START RECORDS TO USE
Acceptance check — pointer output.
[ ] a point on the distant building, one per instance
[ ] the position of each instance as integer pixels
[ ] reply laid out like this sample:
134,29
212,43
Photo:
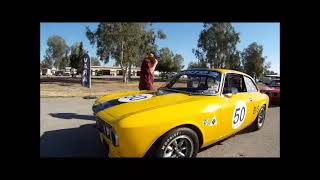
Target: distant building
113,71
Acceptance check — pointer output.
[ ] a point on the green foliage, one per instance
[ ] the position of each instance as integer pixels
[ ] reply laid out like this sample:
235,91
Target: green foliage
198,64
56,50
95,61
127,43
253,61
46,63
77,52
169,62
217,46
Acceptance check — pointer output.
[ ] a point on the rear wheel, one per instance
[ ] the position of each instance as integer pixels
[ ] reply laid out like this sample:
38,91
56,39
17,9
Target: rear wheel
178,143
258,123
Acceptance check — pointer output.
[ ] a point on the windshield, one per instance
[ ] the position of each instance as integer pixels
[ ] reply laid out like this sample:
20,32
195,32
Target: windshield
275,83
197,82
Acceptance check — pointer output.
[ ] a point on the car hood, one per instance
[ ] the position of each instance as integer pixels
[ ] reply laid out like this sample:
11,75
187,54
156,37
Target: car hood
121,105
268,88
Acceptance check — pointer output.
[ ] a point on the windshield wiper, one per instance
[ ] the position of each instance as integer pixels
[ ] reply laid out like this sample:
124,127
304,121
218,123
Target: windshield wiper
174,90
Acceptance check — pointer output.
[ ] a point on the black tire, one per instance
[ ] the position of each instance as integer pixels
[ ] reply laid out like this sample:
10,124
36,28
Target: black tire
259,121
182,141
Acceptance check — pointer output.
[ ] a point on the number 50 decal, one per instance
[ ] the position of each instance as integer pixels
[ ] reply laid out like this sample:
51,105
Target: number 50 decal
239,114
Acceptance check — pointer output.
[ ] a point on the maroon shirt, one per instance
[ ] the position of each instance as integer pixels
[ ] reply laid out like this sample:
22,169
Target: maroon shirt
146,77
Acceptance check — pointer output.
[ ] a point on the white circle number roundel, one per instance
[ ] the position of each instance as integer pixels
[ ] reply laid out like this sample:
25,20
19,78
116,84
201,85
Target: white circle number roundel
137,97
239,114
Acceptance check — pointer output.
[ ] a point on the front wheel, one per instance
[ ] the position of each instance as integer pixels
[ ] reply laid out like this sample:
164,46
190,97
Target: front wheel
178,143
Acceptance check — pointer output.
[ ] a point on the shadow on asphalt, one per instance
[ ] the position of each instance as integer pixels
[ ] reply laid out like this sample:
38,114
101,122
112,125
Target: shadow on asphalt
74,142
247,130
72,116
274,105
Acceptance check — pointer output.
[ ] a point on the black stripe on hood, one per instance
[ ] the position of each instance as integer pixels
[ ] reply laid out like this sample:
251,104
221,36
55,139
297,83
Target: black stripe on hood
108,104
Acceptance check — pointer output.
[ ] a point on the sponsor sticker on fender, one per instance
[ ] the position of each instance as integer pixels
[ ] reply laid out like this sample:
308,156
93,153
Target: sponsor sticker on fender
239,114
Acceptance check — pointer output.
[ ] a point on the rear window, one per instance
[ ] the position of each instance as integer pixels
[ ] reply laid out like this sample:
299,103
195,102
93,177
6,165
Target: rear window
250,86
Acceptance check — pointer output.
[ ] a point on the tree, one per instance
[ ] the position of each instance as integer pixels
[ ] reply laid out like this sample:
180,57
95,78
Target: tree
217,46
77,52
253,61
95,61
56,50
169,61
123,42
65,61
192,65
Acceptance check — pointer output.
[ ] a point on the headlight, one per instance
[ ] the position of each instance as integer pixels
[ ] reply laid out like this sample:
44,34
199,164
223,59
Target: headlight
114,137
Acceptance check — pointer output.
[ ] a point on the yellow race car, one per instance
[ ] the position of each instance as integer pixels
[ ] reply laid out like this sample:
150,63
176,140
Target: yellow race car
196,108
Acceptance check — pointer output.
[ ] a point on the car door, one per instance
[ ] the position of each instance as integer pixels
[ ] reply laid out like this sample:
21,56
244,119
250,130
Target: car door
237,104
254,97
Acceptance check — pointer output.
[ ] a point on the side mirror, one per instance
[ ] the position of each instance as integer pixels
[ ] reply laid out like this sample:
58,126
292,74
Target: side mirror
228,95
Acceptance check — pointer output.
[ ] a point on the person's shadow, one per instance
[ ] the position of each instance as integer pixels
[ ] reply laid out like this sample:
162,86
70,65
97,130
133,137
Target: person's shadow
72,116
74,142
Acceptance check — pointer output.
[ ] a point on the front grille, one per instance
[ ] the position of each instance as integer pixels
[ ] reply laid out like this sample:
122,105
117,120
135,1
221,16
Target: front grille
103,127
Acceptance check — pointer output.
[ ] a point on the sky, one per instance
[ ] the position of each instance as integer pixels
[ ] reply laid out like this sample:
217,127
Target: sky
181,38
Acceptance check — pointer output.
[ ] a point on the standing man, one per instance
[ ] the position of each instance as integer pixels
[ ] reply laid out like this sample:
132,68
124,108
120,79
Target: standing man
147,71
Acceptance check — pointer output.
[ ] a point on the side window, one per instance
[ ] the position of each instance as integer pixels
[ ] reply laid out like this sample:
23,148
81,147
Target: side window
250,86
234,83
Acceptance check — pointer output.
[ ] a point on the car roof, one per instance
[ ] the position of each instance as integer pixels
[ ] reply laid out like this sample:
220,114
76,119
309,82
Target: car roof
221,70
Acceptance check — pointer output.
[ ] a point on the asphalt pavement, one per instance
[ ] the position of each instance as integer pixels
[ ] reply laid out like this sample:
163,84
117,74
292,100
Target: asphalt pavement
67,130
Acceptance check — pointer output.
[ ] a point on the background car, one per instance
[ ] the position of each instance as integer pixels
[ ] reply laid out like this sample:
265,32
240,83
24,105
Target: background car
181,117
273,91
END RECORDS TO USE
- [WHAT THE TASK ASKS]:
Write every record out again exactly, omitting the pictures they hold.

- [WRITTEN ANSWER]:
Acceptance check — pointer output.
[ ] a point on the distant building, one per instance
[ ] the position of each instance as integer pixels
[ ] reply laid out like this sample:
134,29
212,43
Photo:
Target: distant building
113,71
Acceptance check — pointer output.
[ ] a point on the green foliage, one per instance
[ ] the position of each instance as integer pixels
[ ] reply laid out like this sample:
235,91
Target: green foliage
198,64
56,50
95,61
127,43
253,61
46,63
77,52
169,62
217,46
Acceptance check — pointer output.
[ ] a point on the rear wheel, one per instance
[ ] the position of each instance as integer pixels
[ ] reply laid out like this sample:
38,91
56,39
17,9
Target: rear wheel
178,143
258,123
Acceptance check — pointer output.
[ ] a point on the windshield, one per instance
[ ] the position of each instance as integer pixels
[ ] reply laid out like this sample:
20,32
195,32
Target: windshield
275,83
197,82
Acceptance check — pointer output.
[ ] a point on the car hood, one per instance
[ ] the position of each instance as integer pixels
[ ] reply laid out like this sample:
11,75
187,54
156,37
Target: car hood
121,105
268,88
Acceptance check — pointer output.
[ ] a point on the windshield wiper, one per instance
[ ] the position of each instance as integer pixels
[ ] reply laid out like this sample:
124,127
304,121
218,123
Target: windshield wiper
174,90
Acceptance check — pointer output.
[ ] a point on the black tire, one per instance
[ ] the position of each instance as integer pixels
[ ] reply laid out like this sample:
10,124
36,28
Target: black tire
259,121
182,141
Acceptance check — pointer output.
[ ] a point on the number 50 decal, one per instance
[ ] the position of each instance as integer pixels
[ ] reply laid out like this sample:
51,105
Target: number 50 decal
239,114
Acceptance check — pointer output.
[ ] a point on the maroon shirt, one per instance
[ ] the position of each instance as integer pixels
[ ] reply laid out like this sample:
22,169
Target: maroon shirt
146,77
Acceptance check — pointer output.
[ ] a point on the white circle number roundel, one per instance
[ ] the position of each instance as integer pixels
[ ] reply laid out like this sample:
25,20
19,78
116,84
201,85
Target: white circle number roundel
137,97
239,114
Acceptance check — pointer output.
[ ] a point on the front wheel, one per instance
[ ] the position of each instance as integer pixels
[ ] reply laid out like this sample:
164,46
190,97
Target: front wheel
178,143
Acceptance check — pointer output.
[ ] a point on the shadow on asphalt, one per instance
[ ] the position of each instance as integer pixels
[ ] reply laid out like this sample:
38,114
101,122
112,125
Target: shadow on asphalt
74,142
247,130
72,116
274,105
Acceptance check — pointer output.
[ ] a point on the black stripe on hood, one per instance
[ ] the position of each instance as integer pixels
[ ] reply laid out like this sample:
251,104
221,36
55,139
297,83
Target: black stripe on hood
108,104
Acceptance check — pointer output.
[ ] a point on the sponsor sticker on fender, one per instance
[ ] the position of each instance as integer pixels
[ ] reply laid out like this sample:
308,156
93,153
Target: sponsor sticker on fender
239,114
Acceptance check — pointer output.
[ ] a point on the rear window, one per instance
[ ] the position of each instance as integer pixels
[ ] reply laid out like this sample:
299,103
195,102
93,177
6,165
Target: rear window
250,86
Acceptance check — pointer output.
[ ] a point on the tree, one per instance
[ ] the position of each instance as integer pixels
[ ] reply laid out like this sample:
180,57
95,78
Target: tree
217,46
77,52
253,61
95,61
56,50
169,61
123,42
65,61
192,65
Acceptance check — pointer output.
[ ] a point on the headlight, one per instance
[ ] the position of each instance as integer pixels
[ ] reply laid out like this sample:
44,34
199,164
223,59
Target: headlight
114,137
Acceptance check — pointer output.
[ ] a point on the yellow race car, one per instance
[ ] the position of each instance as integer pixels
[ ] reply laid out like this sample:
150,63
176,140
Target: yellow race car
196,108
Acceptance check — pointer output.
[ ] a point on the car door, one per instance
[ ] the position of each instance as integer pixels
[ ] reply laid out like this sample:
21,56
244,119
250,130
Target: car door
237,104
254,97
Acceptance check — pointer output.
[ ] a point on the side mirror, one per instance
[ ] the position of each instance as integer pixels
[ ] reply laid out like this sample:
58,126
292,74
Target: side mirror
228,95
Acceptance check — pointer output.
[ ] a point on the person's shadow, one per instance
[ ] the position of each instance as integer pixels
[ ] reply laid out like this sample:
162,86
70,65
97,130
133,137
Target: person's shadow
72,116
74,142
Acceptance check — pointer output.
[ ] a point on the front grille, one per instance
[ ] the position of each instance as integer pixels
[ ] reply laid out like this sample:
122,105
117,120
135,1
221,16
Target: front grille
103,127
Acceptance check — pointer output.
[ ] a point on the sky, one per instance
[ ] the position of each instance as integer pixels
[ ] reply laid out like this sample:
217,127
Target: sky
181,38
Acceptance check — pointer output.
[ ] a point on the standing man, one per instance
[ ] the position of each instance as integer pixels
[ ] reply laid out like this sample:
132,68
124,108
120,79
Target: standing man
147,71
Acceptance check — pointer output.
[ ] a point on the side window, one per instance
[ ] the position of each instance as integer pixels
[ ] reply laid out like this sample:
23,148
81,147
Target: side window
250,86
234,83
Acceptance check — pointer output.
[ ] a point on the car roof, one per instance
[ ] the position of each instance as integer pixels
[ ] reply laid out like this sample:
220,114
76,119
309,82
Target: car roof
221,70
Acceptance check — pointer output.
[ ] a point on the asphalt pavement, one per instance
[ ] the position of each instance as integer pixels
[ ] reply laid out like this sample:
163,84
117,74
292,100
Target: asphalt pavement
67,130
Acceptance check — pointer output.
[ ] a point on the background car, one per instance
[ ] the position of each instance as integer pixels
[ ] reply laid out like this sample:
265,32
240,83
24,105
Target: background car
181,117
273,91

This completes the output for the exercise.